— START OF Document segment —

36. The Commission's decision on the admissibility of the application
is annexed hereto as an Appendix.
37. The full text of the parties' submissions, together with the
documents lodged as exhibits, are held in the archives of the
Commission.
II. ESTABLISHMENT OF THE FACTS
38. The facts of the case, particularly concerning events in or about
7 January and 13 February 1993, are in dispute between the parties. For
this reason, pursuant to Article 28 para. 1 (a) of the Convention, the
Commission has conducted an investigation, with the assistance of the
parties, and has accepted written material, as well as oral testimony,
which has been presented before Delegates. The Commission first
presents a brief outline of the events, as claimed by the parties, and
then a summary of the evidence submitted to it.
A. The particular circumstances of the case
1. Concerning the alleged events in the village of Sarierik
a. Facts as presented by the applicant
39. The various accounts of events as submitted in written and oral
statements by the applicant are summarised in Section B below. The
version as presented in the applicant's final observations on the
merits is summarised here.
40. The applicant lived in the Kaniye Meheme neighbourhood of the
village of Sarierik, in the Hazro district of the province of
Diyarbakir in South-East Turkey. In this neighbourhood, which consisted
of approximately fifteen households, the applicant's family owned
eleven houses, seven of which were occupied at the relevant time. The
incidents of which the applicant complains occurred at a time when the
Sarierik village did not have village guards, the applicant's family
also having refused to become village guards.
41. In the first incident on 7 January 1993, soldiers and village
guards from the villages of Kirmatas and Mesebaglar came and gathered
villagers from the Kaniye Meheme neighbourhood together in one place.
They beat some of the villagers and then searched the houses. When they
entered the houses they destroyed some of the property and household
goods inside and mixed up the winter provisions. When they left the
houses they sprayed them with bullets, breaking the windows of the
houses.

— END OF Document segment —

Complete the following:
• 1. According to the Sarierik case report, how many houses did the applicant's family own in the Kaniye Meheme neighbourhood?
• 2. Please write out the part of the Sarierik case report that opens with the words containing "40. The applicant" and closes with "in one place.".
• 3. Pick up the Sarierik case report after its final sentence and carry it on.

— START OF Records —

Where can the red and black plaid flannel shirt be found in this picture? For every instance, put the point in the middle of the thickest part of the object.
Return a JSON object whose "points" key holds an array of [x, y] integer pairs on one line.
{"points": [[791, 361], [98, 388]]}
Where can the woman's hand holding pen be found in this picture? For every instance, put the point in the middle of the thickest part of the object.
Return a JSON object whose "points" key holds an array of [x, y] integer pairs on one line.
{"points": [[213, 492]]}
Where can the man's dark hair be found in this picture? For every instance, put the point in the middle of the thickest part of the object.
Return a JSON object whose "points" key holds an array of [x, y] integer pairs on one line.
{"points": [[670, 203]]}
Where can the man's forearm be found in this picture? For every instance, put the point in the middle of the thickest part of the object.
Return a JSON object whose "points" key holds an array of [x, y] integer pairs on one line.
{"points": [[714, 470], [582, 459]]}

— END OF Records —

Answers by task:
• 1. Eleven houses.

• 2.
40. The applicant lived in the Kaniye Meheme neighbourhood of the
village of Sarierik, in the Hazro district of the province of
Diyarbakir in South-East Turkey. In this neighbourhood, which consisted
of approximately fifteen households, the applicant's family owned
eleven houses, seven of which were occupied at the relevant time. The
incidents of which the applicant complains occurred at a time when the
Sarierik village did not have village guards, the applicant's family
also having refused to become village guards.
41. In the first incident on 7 January 1993, soldiers and village
guards from the villages of Kirmatas and Mesebaglar came and gathered
villagers from the Kaniye Meheme neighbourhood together in one place.

• 3.
42. In the second incident, on 13 February 1993, the soldiers and
village guards came to the neighbourhood and while the soldiers
surrounded the neighbourhood the village guards shot at the houses for
around twenty minutes. The applicant was able to hear the village
guards and the soldiers communicating by walkie-talkie. They targeted
the Gündem house in particular. During the attack the women and
children were caught in the houses and had to lie down on the floor to
take cover. The men had tried to hide outside the houses. During this
attack the applicant's house was severely damaged.
43. The applicant and his family left the village soon after these
events in the beginning of March 1993. They now live in Diyarbakir.
44. A number of houses belonging to the applicant's family in the
Kaniye Meheme neighbourhood, but not his house, were subsequently
destroyed by fire in the summer of 1993, apparently as a result of a
raid by the PKK. At that time, villagers in the main part of the
village of Sarierik had become village guards.
45. The targeting of the houses of the applicant's family is
consistent with the State practice of evacuating those villages and
hamlets where the villagers have refused to accept the village guard
system.
b. Facts as presented by the Government
46. The Government have not presented any written submissions on the
merits regarding the assessment of the oral evidence and other material
before the Commission. In their observations on the admissibility of
the application and in their further observations submitted on 29 March
1995, the Government stated as follows concerning the facts of the
case.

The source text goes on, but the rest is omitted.